| The problem |
Render every line of the records below as a Markdown table with the columns "No." and "Text", numbering the rows in order and skipping blank lines. Leave the pictures out.

Data listing

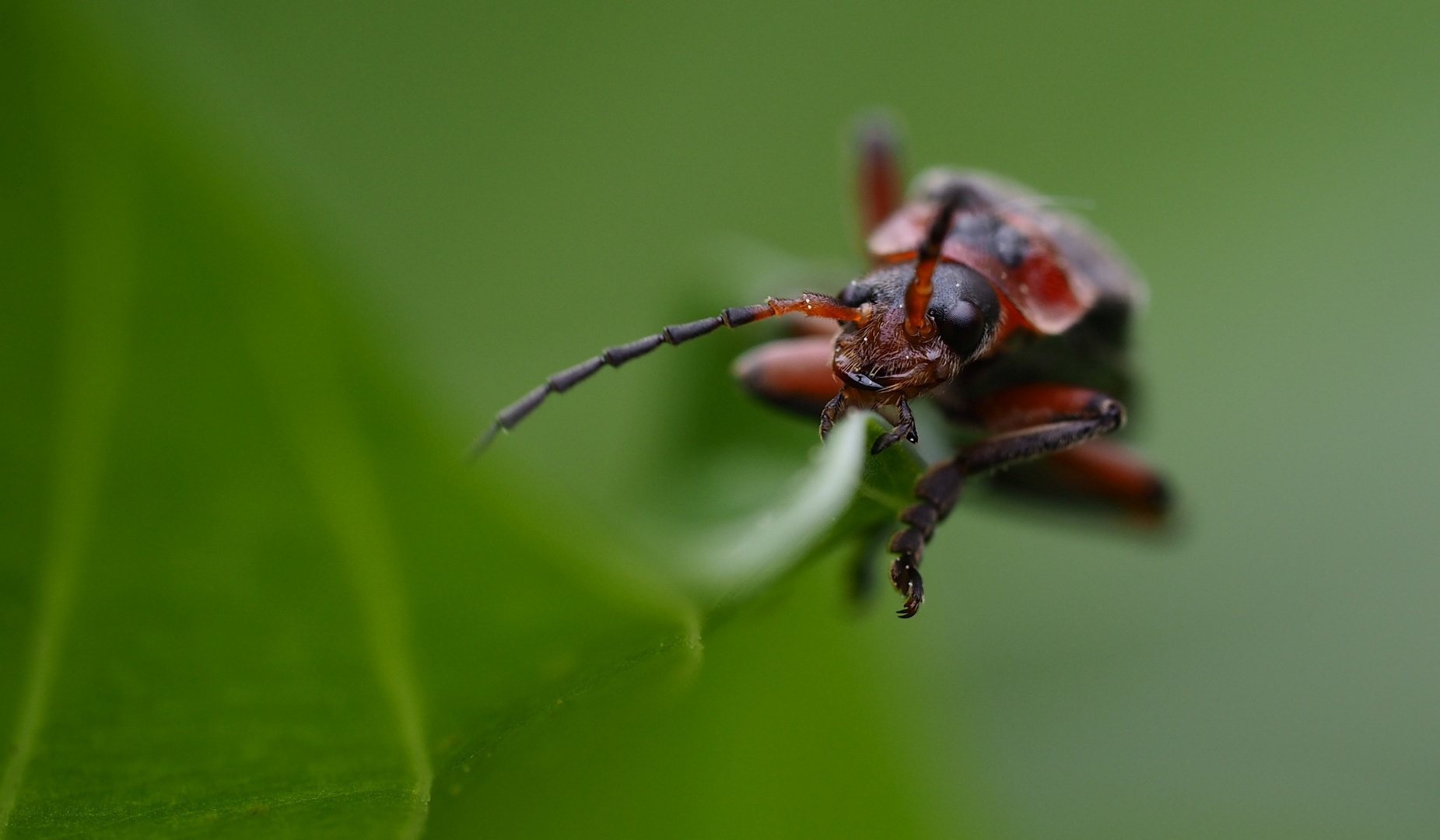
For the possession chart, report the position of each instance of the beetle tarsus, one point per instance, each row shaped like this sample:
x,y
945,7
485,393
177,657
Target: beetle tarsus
x,y
830,414
905,574
1054,418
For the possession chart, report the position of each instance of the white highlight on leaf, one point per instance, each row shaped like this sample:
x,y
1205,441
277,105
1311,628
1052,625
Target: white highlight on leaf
x,y
773,539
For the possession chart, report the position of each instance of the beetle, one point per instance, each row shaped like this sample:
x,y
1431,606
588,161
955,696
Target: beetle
x,y
1010,314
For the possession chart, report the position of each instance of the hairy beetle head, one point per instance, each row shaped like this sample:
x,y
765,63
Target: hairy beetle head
x,y
880,361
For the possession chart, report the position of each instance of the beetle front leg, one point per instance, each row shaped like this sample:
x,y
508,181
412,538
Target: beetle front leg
x,y
1030,421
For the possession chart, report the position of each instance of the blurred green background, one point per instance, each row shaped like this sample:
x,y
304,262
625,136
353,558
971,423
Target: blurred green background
x,y
492,192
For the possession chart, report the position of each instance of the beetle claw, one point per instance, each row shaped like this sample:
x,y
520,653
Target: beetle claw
x,y
906,578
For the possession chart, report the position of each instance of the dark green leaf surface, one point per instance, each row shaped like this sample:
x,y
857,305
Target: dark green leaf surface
x,y
248,590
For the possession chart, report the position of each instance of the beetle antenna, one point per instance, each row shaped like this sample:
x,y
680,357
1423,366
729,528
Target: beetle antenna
x,y
918,294
815,306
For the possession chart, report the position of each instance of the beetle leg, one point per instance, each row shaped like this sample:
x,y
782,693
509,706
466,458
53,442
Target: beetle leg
x,y
830,412
905,429
879,180
1032,421
1098,471
791,373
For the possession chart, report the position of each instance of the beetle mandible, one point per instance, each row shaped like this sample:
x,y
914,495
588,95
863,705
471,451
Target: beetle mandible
x,y
1005,312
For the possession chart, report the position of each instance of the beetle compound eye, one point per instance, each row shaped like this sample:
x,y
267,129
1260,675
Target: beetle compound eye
x,y
961,324
856,294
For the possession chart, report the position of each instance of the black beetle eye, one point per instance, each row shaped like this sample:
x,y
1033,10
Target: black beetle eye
x,y
962,326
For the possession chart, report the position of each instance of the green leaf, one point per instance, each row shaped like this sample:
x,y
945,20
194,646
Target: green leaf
x,y
247,586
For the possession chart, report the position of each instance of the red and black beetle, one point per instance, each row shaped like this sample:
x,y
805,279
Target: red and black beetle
x,y
1007,313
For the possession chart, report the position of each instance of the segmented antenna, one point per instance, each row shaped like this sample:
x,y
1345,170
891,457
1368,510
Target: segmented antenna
x,y
815,306
918,294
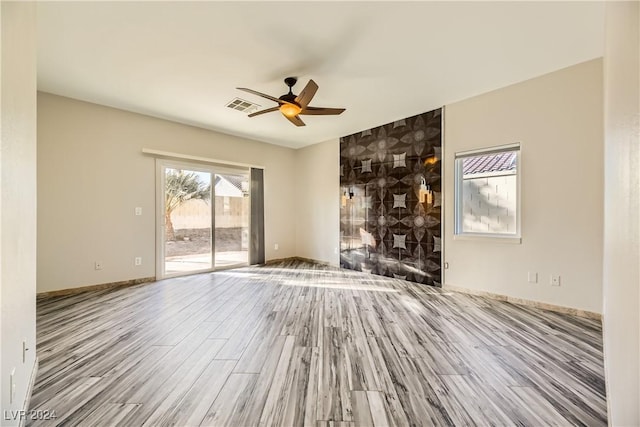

| Written reply |
| No. | Text |
|---|---|
| 1 | For the possession chart, report the position of each instance of the beetle tarsus, one point per instance, each row shaped like this sample: |
| 2 | x,y |
| 3 | 945,7 |
| 4 | 485,393 |
| 5 | 177,657 |
| 6 | Target: beetle tarsus |
| 7 | x,y |
| 8 | 830,414 |
| 9 | 905,574 |
| 10 | 1054,418 |
| 11 | For the possession chart, report the position of each instance of the white highlight on leaf, one point per instance, each row shaped like this sample: |
| 12 | x,y |
| 13 | 1205,441 |
| 14 | 277,105 |
| 15 | 1311,628 |
| 16 | 1052,625 |
| 17 | Target: white highlight on leaf |
| 18 | x,y |
| 19 | 773,539 |
| 20 | For the possession chart, report the position of each instance of the beetle, one point per instance, each row shaped like this sample: |
| 21 | x,y |
| 22 | 1431,606 |
| 23 | 588,161 |
| 24 | 955,696 |
| 25 | Target: beetle |
| 26 | x,y |
| 27 | 1010,314 |
| 28 | For the possession chart, report the position of each instance of the hairy beetle head, one point per instance, each row shaped like this sample: |
| 29 | x,y |
| 30 | 765,63 |
| 31 | Target: hairy beetle head |
| 32 | x,y |
| 33 | 880,361 |
| 34 | For the possession chart, report the position of each instance of the beetle front leg, one point per instance, each row shaped like this sample: |
| 35 | x,y |
| 36 | 508,181 |
| 37 | 412,538 |
| 38 | Target: beetle front leg |
| 39 | x,y |
| 40 | 1030,421 |
| 41 | For the possession chart, report the position of each instance of the blurred green background, one point per instance, each row shaped like this sample: |
| 42 | x,y |
| 43 | 304,262 |
| 44 | 625,136 |
| 45 | 353,558 |
| 46 | 971,423 |
| 47 | Target: blurred green background |
| 48 | x,y |
| 49 | 492,192 |
| 50 | For the possession chart, report the position of each instance of the beetle claw, one point per instance, each row shaped like this sample: |
| 51 | x,y |
| 52 | 520,653 |
| 53 | Target: beetle claw |
| 54 | x,y |
| 55 | 906,578 |
| 56 | For the possession chart, report the position of each instance of the dark green leaf surface, one point per instance, each row shaped like this sample: |
| 57 | x,y |
| 58 | 857,305 |
| 59 | Target: dark green leaf surface |
| 60 | x,y |
| 61 | 248,590 |
| 62 | For the possession chart, report the position of each instance of the beetle antenna, one point per instance, each row shaped like this sample: |
| 63 | x,y |
| 64 | 680,357 |
| 65 | 1423,366 |
| 66 | 729,528 |
| 67 | Target: beetle antenna |
| 68 | x,y |
| 69 | 918,294 |
| 70 | 815,306 |
| 71 | For the possession chart, report the position of each instance of the beetle leg, one point per instance, each row shaped like this sample: |
| 72 | x,y |
| 73 | 782,693 |
| 74 | 509,706 |
| 75 | 466,458 |
| 76 | 53,442 |
| 77 | Target: beetle leg |
| 78 | x,y |
| 79 | 830,412 |
| 80 | 905,429 |
| 81 | 879,180 |
| 82 | 1032,421 |
| 83 | 1098,471 |
| 84 | 791,373 |
| 85 | For the possession chart, report the position of each instance of the beetle mandible, one point per instance, each row shaped like this sample: |
| 86 | x,y |
| 87 | 914,495 |
| 88 | 588,95 |
| 89 | 863,705 |
| 90 | 471,451 |
| 91 | Target: beetle mandible |
| 92 | x,y |
| 93 | 1005,312 |
| 94 | For the possession chart, report the position of each instance of the beetle compound eye, one point per instance, each row shaped like this sample: |
| 95 | x,y |
| 96 | 267,129 |
| 97 | 1260,675 |
| 98 | Target: beetle compound eye |
| 99 | x,y |
| 100 | 961,324 |
| 101 | 856,294 |
| 102 | For the possession chart, report the position of each instance of the black beetle eye, one point per instance, each row shaped like this sample: |
| 103 | x,y |
| 104 | 1033,10 |
| 105 | Target: black beetle eye |
| 106 | x,y |
| 107 | 962,326 |
| 108 | For the possession chart, report the position of each instance of the green leaf, one point per instance, each row shaped like this sample: |
| 109 | x,y |
| 110 | 945,20 |
| 111 | 194,646 |
| 112 | Target: green leaf |
| 113 | x,y |
| 114 | 247,586 |
| 115 | For the possession chart, report the position of each instance of the red and black beetle, one point per instance, each row shaped like this sample: |
| 116 | x,y |
| 117 | 805,279 |
| 118 | Target: red and black beetle |
| 119 | x,y |
| 120 | 1007,313 |
| 121 | For the possession chart, report the position of each instance of the segmented antenna, one point per instance, each row shaped like this sample: |
| 122 | x,y |
| 123 | 1345,170 |
| 124 | 891,457 |
| 125 | 1368,510 |
| 126 | Target: segmented antenna |
| 127 | x,y |
| 128 | 815,306 |
| 129 | 918,294 |